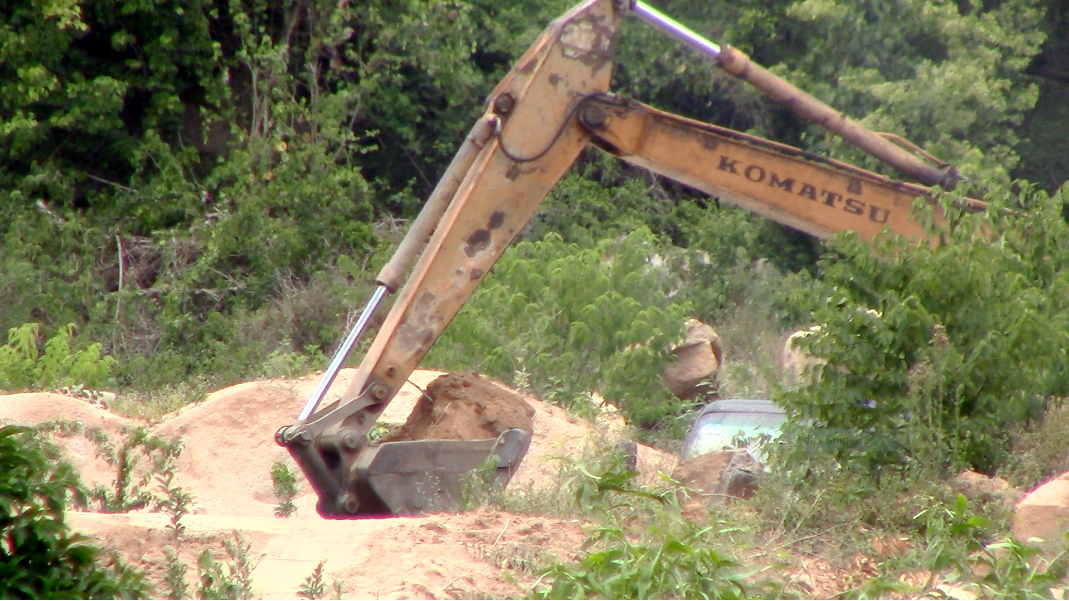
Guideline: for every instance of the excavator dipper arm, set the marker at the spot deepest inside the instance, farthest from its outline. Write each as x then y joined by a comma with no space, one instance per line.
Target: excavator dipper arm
539,120
528,139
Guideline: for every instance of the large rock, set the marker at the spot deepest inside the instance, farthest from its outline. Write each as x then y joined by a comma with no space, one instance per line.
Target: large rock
979,488
697,360
718,477
1044,512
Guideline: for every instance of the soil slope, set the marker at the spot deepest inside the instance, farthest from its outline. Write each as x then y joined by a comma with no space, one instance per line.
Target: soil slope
228,452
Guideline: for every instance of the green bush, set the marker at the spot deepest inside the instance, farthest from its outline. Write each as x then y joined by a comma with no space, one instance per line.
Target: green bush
40,557
22,367
570,320
940,352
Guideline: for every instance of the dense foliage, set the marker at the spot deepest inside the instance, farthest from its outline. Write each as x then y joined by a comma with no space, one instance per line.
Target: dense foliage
939,352
40,557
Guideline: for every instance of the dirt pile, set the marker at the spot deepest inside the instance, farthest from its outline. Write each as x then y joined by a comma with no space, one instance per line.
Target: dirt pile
226,464
717,477
464,406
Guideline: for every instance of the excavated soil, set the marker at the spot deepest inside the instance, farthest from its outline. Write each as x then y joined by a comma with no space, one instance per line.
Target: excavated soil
464,406
229,448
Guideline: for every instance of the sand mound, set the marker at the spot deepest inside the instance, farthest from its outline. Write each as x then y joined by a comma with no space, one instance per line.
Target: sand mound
464,406
228,452
77,426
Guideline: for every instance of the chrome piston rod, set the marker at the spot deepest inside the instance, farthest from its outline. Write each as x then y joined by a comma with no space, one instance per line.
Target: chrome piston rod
339,358
802,104
390,277
675,29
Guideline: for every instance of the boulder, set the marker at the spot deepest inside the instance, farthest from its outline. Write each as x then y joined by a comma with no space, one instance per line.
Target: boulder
1044,512
979,488
697,360
718,477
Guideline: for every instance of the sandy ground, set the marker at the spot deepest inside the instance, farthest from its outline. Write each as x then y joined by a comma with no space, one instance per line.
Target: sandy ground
228,452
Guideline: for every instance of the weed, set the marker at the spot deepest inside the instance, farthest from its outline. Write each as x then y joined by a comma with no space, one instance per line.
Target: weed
1016,570
1041,449
175,501
284,483
129,493
337,589
672,558
230,581
24,367
174,575
160,401
313,586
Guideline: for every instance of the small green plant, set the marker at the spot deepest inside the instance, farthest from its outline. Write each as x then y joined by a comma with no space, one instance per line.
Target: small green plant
130,492
230,581
174,501
284,484
24,367
40,557
313,586
1017,570
174,575
672,559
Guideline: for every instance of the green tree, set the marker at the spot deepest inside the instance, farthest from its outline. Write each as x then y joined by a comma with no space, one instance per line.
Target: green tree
936,352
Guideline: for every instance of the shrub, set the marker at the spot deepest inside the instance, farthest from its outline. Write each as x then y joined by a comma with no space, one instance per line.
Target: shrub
22,367
574,320
941,351
40,557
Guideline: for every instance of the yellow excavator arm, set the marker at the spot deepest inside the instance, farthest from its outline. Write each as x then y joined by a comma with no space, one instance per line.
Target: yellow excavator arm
539,119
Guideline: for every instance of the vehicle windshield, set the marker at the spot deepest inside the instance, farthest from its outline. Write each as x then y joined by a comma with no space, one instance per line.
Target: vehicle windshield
724,430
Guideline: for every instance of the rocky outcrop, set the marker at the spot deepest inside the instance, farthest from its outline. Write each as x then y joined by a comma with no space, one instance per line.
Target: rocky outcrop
1044,512
718,477
697,360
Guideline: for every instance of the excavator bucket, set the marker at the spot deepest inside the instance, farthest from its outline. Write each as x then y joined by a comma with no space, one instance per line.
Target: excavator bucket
416,476
402,477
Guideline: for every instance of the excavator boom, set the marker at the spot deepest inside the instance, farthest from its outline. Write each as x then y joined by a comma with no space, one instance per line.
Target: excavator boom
540,118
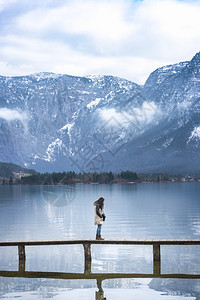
--------
Please reproduce the part of the listing that opens with the line containing "Guideline: for every instance of the vehicle" and runs through the end of the listing, both ends included. Keep the requests unchanged, multiply every answer coordinate by 0.45 and round it to a whole number with halves rounding up, and leave the pictures out.

Guideline: for every instance of the vehicle windshield, set the marker at the spot deepest inside the instance, farthest from its outline. Write each as x then y joined by a comma with no space, one instance per line.
Target: vehicle windshield
326,194
Guideline: for every instance of the rocky outcrop, set the marker at the spot deepest inside the instance, farthest from its outline. Write each as x then y joined by a comma with no space, one instance per line.
Target: rocky outcrop
470,230
323,215
314,162
Guideline: for every instance of the excavator bucket, set the marker at the spot deepest inside the instance, farthest from its outline. Write each as x then y joined by a comma with no space, one instance per line.
Target: excavator bucket
187,214
181,215
Guideline: for every instance of the excavator boom, set the marker at the spot deepest inside the instance, farthest from its outline. Write each as x then y joined by a comma with no space, one instance per line.
Target: excavator boom
243,53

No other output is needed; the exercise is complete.